_TASK INSTRUCTIONS_
Show every line from the data below that includes "tile".
[SOURCE MATERIAL]
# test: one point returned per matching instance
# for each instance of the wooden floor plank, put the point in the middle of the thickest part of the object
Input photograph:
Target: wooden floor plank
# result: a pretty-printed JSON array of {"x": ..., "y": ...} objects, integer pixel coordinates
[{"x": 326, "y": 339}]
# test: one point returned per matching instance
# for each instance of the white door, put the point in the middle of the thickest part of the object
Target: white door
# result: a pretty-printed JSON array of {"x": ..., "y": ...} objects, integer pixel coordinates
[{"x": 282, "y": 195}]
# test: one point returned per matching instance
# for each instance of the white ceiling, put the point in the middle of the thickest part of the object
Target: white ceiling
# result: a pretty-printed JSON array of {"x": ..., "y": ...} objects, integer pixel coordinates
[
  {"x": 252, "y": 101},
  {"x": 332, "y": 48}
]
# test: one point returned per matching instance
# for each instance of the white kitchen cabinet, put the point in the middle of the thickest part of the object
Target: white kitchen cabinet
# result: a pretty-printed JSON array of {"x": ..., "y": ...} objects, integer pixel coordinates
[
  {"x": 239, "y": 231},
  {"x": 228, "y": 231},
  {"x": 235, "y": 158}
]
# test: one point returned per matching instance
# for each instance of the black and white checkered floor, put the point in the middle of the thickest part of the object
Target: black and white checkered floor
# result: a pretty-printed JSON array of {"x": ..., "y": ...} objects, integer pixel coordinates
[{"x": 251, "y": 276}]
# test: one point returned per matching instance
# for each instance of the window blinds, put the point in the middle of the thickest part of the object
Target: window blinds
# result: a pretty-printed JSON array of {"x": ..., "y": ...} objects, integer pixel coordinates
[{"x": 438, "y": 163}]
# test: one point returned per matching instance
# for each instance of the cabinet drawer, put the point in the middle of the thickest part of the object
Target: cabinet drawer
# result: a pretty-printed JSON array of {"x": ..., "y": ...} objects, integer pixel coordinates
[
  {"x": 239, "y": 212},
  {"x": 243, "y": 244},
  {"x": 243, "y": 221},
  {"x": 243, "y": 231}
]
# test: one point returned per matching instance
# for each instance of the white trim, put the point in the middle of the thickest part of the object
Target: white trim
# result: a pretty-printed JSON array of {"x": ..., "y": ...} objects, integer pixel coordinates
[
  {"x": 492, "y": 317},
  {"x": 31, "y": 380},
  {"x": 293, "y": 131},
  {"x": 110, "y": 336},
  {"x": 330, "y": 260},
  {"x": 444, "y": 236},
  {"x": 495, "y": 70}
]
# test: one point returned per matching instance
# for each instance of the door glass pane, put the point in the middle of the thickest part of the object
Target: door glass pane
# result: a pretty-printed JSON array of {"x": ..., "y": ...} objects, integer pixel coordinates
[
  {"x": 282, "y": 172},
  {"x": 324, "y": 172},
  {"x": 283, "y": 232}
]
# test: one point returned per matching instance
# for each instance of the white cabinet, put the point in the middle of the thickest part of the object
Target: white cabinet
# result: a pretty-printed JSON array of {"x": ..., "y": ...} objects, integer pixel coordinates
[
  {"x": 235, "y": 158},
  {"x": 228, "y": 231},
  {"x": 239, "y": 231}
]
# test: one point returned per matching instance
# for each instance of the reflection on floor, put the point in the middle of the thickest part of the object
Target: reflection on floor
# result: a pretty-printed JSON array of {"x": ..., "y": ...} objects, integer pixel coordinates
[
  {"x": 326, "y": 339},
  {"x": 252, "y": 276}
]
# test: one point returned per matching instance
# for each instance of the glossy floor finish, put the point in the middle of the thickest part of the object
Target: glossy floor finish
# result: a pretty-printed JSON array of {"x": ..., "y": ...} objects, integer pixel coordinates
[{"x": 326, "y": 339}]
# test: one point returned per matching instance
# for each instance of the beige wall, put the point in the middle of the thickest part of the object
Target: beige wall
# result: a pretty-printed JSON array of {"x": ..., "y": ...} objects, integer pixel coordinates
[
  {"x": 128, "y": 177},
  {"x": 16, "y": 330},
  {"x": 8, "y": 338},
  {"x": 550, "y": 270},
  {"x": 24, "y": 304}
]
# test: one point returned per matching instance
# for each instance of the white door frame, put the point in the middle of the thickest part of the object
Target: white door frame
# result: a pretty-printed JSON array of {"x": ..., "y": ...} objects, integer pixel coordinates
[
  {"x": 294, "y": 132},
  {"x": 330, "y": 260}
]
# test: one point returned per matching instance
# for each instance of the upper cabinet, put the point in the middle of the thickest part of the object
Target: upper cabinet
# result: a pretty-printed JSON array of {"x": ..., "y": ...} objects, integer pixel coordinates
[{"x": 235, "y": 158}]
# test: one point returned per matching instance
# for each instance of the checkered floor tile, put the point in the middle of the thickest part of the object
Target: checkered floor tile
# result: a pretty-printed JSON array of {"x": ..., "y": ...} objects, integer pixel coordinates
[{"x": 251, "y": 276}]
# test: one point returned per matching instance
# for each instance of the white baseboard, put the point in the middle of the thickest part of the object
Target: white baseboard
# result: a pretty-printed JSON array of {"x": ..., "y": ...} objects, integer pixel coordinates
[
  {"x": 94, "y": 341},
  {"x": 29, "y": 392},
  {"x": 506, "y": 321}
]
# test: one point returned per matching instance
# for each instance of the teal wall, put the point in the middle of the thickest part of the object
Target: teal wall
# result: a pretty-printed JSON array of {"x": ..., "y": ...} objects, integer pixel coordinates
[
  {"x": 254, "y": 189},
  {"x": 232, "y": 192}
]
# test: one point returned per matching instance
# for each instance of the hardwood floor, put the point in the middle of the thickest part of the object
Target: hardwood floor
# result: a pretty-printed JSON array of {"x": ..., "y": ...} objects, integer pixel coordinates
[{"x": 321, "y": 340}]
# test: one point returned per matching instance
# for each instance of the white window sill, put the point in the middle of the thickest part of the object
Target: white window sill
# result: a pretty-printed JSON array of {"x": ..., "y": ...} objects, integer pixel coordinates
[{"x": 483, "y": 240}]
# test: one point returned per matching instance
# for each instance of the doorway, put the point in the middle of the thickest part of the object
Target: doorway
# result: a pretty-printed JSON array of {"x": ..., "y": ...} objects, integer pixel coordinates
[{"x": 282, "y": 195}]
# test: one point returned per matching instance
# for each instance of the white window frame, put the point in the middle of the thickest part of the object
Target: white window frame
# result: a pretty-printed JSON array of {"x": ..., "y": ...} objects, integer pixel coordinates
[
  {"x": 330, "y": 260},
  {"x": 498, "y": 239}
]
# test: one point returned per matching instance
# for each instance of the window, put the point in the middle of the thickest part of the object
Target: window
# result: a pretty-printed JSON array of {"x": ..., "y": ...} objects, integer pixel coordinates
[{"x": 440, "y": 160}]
[/SOURCE MATERIAL]
_RESULT OF THIS TASK_
# for each instance of the checkered floor tile, put the point in the middle of the thickest part of the object
Target: checkered floor tile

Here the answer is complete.